Data to process:
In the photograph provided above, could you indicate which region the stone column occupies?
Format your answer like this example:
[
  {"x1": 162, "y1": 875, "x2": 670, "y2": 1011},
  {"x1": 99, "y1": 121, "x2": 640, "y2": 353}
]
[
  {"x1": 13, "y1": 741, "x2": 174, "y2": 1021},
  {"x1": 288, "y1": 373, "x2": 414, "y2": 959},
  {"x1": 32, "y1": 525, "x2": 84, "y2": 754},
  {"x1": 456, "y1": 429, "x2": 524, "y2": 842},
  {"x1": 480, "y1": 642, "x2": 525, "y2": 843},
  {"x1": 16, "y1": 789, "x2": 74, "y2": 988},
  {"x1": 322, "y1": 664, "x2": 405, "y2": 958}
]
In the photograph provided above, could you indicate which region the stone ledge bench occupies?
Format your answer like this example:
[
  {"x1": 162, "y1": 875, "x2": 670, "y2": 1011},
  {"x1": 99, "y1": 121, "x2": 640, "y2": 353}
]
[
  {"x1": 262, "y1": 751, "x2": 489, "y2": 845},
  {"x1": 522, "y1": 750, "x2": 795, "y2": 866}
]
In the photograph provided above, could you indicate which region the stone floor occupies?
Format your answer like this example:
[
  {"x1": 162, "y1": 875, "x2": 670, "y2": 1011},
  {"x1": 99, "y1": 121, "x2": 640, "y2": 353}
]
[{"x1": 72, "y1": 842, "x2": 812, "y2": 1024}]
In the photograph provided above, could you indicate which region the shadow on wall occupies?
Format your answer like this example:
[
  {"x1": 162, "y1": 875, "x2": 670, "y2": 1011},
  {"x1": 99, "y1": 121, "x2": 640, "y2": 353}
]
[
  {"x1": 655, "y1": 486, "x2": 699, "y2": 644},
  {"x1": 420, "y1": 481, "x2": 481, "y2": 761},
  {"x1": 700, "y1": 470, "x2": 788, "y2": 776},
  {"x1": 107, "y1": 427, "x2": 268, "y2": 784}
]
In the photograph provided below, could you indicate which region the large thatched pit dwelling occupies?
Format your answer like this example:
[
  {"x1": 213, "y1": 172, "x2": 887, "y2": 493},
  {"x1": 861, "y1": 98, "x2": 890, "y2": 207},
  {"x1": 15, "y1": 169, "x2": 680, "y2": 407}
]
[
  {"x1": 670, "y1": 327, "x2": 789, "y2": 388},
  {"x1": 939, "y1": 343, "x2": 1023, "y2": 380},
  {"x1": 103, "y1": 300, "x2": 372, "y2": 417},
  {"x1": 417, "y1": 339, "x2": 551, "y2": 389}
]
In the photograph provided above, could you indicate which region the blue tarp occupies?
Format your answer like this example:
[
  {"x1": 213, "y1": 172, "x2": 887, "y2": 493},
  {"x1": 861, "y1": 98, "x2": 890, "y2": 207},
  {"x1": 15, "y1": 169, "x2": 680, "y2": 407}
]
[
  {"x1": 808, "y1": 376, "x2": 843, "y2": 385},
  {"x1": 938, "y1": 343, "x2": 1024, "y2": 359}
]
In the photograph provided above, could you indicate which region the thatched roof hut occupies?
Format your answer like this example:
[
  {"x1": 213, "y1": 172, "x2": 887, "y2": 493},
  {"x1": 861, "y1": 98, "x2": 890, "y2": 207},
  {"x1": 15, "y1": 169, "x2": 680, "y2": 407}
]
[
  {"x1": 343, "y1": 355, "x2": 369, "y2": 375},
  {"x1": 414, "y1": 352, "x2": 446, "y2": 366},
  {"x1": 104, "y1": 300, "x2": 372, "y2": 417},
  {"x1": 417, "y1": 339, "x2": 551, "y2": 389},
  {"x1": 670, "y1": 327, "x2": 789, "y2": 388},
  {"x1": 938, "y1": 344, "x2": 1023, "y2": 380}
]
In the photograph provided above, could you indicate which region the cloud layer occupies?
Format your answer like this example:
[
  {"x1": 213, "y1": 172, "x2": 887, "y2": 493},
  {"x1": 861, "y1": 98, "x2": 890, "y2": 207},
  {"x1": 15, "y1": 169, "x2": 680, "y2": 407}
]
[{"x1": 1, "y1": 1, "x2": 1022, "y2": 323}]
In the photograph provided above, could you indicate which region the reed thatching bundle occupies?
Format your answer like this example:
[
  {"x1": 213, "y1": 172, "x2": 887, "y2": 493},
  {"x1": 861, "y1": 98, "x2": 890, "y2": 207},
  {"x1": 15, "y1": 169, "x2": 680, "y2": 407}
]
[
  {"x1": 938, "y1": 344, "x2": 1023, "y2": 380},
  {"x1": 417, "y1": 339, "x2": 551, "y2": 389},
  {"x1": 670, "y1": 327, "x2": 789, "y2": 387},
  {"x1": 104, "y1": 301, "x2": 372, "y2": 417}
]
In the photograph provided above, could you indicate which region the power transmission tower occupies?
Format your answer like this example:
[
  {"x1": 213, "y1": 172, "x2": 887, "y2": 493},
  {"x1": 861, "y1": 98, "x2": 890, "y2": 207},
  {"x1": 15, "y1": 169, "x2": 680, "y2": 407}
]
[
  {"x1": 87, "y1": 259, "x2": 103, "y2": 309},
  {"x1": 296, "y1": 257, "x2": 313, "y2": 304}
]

What you have to do: Pull out every line holding "thatched" from the records above, and copy it.

Task output:
In the photograph provided below, could you indicate which region the large thatched pit dwelling occupies?
In the photograph provided above, could you indicate which region the thatched roof hut occupies?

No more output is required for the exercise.